Travail à faire -
a. Dans la source ci-dessous, reformulez sous forme de liste le paragraphe qui commence par « Le dolling » en conservant ses faits principaux.
b. Reprenez la source ci-dessous, consacrée aux Dollz et aux mods de jeux, à la suite de sa dernière phrase.

Source -
Les jeux dont l'activité principale était le combat m'ont de moins en moins intéressée. J'ai commencé à me tourner vers la création quand je suis arrivée au collège. Grâce à des jeux vidéos, parfois je jouais à la styliste, ou bien à la décoratrice d'intérieur. En plus de quelques jeux, il y avait Photoshop Elements 2.0 installé sur l'ordinateur familial. Alors j'ai commencé à essayer de dessiner avec.


En 2003, j'ai découvert les Dollz ou Pixel Dolls, des poupées de pixels partagées via des sites, des blogs ou des forums. À partir de corps de base « empruntées » à des sites, les dolleuses dessinaient des vêtements et accessoires pixel par pixel. Toute une communauté s'est organisée sur des forums, avec des concours et des règles strictes.

Dollz
Série de Dollz.

Le dolling1 a commencé autour de 1995. À l'origine, les Dollz étaient des avatars personnalisables spécialement créés pour un chat appelé « The Palace ». Quelques personnes dessinaient des vêtements et accessoires pour le seul modèle de corps disponible. L’insatisfaction et la facilité d'accès aux outils de création a mené des amateurs à produire leurs propres modèles, poses ou vêtements.


En 2003, la communauté qui s'exprimait sur les forums était devenue très solidaire. Montrer ses créations était l'occasion de recevoir encouragements, critiques constructives et compliments. La plupart des dolleuses2 étaient des adolescentes pour qui l'appartenance à une communauté servait de récompense. Créer dans ces conditions questionne une forme de travail ludique. Une sorte d'écosystème a commencé à s'organiser sur la base du jeu, de la création, de la collaboration et de l'utilisation d'images numériques. Cependant, les créations n'ont eu l'air d'avoir de valeur qu'entre amateurs.


À la même période le jeu des Sims a été lancé. J'y vois une suite logique aux Dollz vers des réalisations en 3D. Les mêmes problématiques ont rapidement fait surface. Modification de corps, choix de vêtements et accessoires...la personnalisation de ces modèles devient une quête en soi pour certains utilisateurs.

On appelle ceux qui réussissent à personnaliser ces jeux existants des modeurs3. Dans la sous-culture du mod, il n'est pas seulement question de vêtements. Les modifications d'un jeu qui peuvent être entreprises sont bien plus profondes. Par rapport aux jeux sur console, ceux sur ordinateur comportent souvent un kit de développement permettant de modifier le jeu au besoin. Ce kit était au départ destiné aux professionnels. Grâce à ce kit, tous les objets graphiques et comportements du jeu sont modifiables. Cela vaut pour les Sims mais aussi pour Half-Life (sorti en 1998) qui fut supplanté l'année suivante par son propre mod « Counter-strike » mis en ligne gratuitement.

[Entrées d'un jeu de données]
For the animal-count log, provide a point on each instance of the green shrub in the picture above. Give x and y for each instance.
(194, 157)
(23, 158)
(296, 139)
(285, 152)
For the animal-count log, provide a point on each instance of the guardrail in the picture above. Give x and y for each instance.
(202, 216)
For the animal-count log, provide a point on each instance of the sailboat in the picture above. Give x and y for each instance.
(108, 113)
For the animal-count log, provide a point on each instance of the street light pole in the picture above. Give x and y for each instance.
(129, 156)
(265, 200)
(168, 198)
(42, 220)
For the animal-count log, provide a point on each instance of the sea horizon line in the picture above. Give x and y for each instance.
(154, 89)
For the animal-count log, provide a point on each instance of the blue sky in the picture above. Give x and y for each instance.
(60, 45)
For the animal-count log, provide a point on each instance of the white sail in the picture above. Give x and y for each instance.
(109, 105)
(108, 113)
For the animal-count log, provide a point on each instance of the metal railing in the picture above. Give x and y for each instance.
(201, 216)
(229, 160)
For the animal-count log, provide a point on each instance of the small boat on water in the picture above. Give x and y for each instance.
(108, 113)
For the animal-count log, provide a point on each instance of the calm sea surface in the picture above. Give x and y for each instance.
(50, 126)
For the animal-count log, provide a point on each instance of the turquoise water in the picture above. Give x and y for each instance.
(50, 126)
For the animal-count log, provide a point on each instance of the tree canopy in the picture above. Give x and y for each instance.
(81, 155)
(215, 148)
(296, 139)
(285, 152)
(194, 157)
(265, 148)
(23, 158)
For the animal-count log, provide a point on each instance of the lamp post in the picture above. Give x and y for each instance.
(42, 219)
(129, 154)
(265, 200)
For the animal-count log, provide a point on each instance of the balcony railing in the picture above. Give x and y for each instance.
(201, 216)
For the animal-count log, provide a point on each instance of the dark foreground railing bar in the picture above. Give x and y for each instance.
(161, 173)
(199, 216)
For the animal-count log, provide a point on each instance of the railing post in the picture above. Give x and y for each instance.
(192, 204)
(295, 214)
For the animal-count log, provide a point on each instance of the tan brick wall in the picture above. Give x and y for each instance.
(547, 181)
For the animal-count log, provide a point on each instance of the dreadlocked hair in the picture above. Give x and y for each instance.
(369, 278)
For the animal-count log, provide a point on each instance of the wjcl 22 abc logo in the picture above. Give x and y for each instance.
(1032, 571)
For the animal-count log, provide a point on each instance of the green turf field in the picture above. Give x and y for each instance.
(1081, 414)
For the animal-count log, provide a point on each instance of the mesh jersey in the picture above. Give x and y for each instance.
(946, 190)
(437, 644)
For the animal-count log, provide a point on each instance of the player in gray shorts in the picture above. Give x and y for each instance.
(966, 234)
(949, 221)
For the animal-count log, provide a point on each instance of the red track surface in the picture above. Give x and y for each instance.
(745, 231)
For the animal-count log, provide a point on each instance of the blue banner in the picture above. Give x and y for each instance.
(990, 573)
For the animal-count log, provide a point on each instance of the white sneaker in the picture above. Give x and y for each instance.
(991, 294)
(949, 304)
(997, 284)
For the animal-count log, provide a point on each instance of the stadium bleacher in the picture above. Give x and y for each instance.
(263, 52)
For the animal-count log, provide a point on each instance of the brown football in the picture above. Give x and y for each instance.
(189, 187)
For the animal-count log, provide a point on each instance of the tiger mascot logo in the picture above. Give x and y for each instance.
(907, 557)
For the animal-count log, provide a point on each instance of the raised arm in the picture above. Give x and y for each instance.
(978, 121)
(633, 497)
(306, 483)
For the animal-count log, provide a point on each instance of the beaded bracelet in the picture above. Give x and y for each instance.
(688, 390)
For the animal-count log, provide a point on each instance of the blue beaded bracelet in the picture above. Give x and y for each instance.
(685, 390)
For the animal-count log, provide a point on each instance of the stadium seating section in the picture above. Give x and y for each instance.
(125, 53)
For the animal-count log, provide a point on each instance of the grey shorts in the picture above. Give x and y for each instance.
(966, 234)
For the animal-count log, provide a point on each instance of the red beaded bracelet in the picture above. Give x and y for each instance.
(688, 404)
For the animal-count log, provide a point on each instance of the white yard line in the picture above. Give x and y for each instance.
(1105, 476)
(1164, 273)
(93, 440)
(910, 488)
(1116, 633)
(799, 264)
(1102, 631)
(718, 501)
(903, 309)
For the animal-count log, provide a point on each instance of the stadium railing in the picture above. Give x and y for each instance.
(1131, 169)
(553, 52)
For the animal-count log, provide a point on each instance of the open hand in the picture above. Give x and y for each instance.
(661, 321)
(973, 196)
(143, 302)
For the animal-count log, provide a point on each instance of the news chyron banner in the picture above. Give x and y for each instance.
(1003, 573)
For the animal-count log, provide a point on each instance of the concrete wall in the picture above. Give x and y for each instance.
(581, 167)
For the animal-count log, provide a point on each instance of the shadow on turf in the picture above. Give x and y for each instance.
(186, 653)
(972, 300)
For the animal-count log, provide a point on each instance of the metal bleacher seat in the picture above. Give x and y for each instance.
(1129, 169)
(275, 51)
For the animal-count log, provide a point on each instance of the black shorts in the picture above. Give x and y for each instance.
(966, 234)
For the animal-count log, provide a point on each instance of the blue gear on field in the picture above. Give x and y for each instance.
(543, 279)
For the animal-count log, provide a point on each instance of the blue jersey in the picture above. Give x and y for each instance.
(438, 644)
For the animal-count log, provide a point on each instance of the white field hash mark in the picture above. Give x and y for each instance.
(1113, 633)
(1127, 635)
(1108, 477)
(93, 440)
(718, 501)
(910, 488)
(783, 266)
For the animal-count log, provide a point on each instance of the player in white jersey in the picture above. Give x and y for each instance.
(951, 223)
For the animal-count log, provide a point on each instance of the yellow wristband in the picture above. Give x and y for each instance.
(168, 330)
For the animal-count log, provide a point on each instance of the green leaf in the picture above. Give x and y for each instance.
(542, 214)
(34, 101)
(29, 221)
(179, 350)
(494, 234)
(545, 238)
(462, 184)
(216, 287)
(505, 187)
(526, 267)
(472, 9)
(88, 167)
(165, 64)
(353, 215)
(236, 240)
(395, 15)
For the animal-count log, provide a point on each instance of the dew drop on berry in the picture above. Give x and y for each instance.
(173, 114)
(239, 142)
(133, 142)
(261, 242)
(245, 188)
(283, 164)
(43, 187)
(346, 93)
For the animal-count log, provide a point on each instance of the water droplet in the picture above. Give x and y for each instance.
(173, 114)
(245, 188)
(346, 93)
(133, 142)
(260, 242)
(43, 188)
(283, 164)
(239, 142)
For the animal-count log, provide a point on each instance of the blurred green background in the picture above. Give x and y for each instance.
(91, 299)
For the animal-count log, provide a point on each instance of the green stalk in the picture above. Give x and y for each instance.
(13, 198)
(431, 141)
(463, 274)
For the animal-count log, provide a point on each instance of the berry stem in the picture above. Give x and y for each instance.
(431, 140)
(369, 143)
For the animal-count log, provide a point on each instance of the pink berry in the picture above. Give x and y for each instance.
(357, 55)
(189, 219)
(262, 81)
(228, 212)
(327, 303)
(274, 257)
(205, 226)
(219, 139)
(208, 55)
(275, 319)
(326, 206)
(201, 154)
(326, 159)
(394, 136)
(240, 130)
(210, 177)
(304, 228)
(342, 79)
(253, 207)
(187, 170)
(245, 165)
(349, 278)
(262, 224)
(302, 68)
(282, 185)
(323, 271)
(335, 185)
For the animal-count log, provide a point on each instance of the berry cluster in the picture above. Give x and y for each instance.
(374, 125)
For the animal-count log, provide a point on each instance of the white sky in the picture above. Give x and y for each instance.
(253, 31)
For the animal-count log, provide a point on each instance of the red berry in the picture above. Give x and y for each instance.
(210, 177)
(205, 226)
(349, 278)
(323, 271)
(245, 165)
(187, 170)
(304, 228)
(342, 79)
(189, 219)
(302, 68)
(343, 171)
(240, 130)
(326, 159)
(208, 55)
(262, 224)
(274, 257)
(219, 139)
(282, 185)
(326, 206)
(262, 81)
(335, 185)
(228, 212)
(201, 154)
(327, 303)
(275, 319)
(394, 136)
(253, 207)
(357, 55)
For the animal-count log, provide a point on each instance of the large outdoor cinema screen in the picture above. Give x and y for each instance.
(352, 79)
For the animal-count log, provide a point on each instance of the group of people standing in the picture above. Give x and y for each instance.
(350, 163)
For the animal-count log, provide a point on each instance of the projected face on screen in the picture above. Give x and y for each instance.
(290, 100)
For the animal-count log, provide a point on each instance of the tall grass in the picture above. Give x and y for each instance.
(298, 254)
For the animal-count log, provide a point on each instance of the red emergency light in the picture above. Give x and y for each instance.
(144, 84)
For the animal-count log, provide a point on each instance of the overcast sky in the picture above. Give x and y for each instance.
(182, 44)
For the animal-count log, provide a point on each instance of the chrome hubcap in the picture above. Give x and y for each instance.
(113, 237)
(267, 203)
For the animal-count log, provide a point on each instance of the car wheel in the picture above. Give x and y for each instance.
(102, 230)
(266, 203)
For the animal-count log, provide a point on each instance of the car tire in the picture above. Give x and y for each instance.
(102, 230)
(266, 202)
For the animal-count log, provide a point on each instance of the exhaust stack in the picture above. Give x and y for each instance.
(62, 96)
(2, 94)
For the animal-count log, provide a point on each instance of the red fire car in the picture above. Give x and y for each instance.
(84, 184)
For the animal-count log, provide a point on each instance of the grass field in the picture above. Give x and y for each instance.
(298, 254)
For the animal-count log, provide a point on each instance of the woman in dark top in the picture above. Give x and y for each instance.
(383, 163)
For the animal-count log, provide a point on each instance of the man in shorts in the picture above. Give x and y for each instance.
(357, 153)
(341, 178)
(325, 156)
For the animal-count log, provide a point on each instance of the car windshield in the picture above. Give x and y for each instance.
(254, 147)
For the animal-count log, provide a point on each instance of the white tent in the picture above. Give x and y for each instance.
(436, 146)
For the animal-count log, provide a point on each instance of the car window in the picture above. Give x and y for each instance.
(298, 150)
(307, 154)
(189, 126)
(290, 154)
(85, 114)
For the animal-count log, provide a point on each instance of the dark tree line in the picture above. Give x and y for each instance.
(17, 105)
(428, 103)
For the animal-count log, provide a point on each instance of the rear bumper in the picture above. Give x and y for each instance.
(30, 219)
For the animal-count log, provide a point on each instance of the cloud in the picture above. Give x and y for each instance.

Réponses attendues -
a.
- Le dolling a commencé vers 1995.
- Au départ, les Dollz étaient des avatars personnalisables créés pour un chat appelé « The Palace ».
- Quelques personnes dessinaient des vêtements et des accessoires pour le seul modèle de corps disponible.
- Poussés par l'insatisfaction et par des outils de création faciles d'accès, des amateurs ont produit leurs propres modèles, poses ou vêtements.

b.
Ces mods de jeux sont rendus possible grâce à leur caractère virtuel.


« Le virtuel tend à s'actualiser, sans être passé cependant à la concrétisation effective ou formelle. L'arbre est virtuellement présent dans la graine. En toute rigueur philosophique, le virtuel ne s'oppose pas au réel mais à l'actuel : virtualité et actualité sont seulement deux manières d'être différentes. »4


La notion de virtuel par opposition à celle d'actuel exploite ici la dimension évolutive en tant que propriété. Un jeu vidéo est virtuel par sa capacité à être modifiable et ré-éditable à l'infini. C'est ce que l'accès au kit de développement a rendu possible pour les amateurs. Jamais totalement figée, une version diffusée devient terrain de jeu de conception. Les jeux ouverts à ces libertés créatives, comme Minecraft par exemple, peuvent bénéficier du travail gratuit de centaines d'Internautes qui apportent ainsi une importante diversité au jeu initial.


Les modeurs sont des personnes plus intéressées par la création que par la consommation d'un jeu tel qu'il a été présenté. Dans ces conditions, la limite entre jeu et travail se trouble. Je dirais qu'ils sont de ceux qui jouent à créer : établir ses propres règles, modifier l'environnement, corriger des comportements, produire de l'inattendu.

Minecraft
Minecraft.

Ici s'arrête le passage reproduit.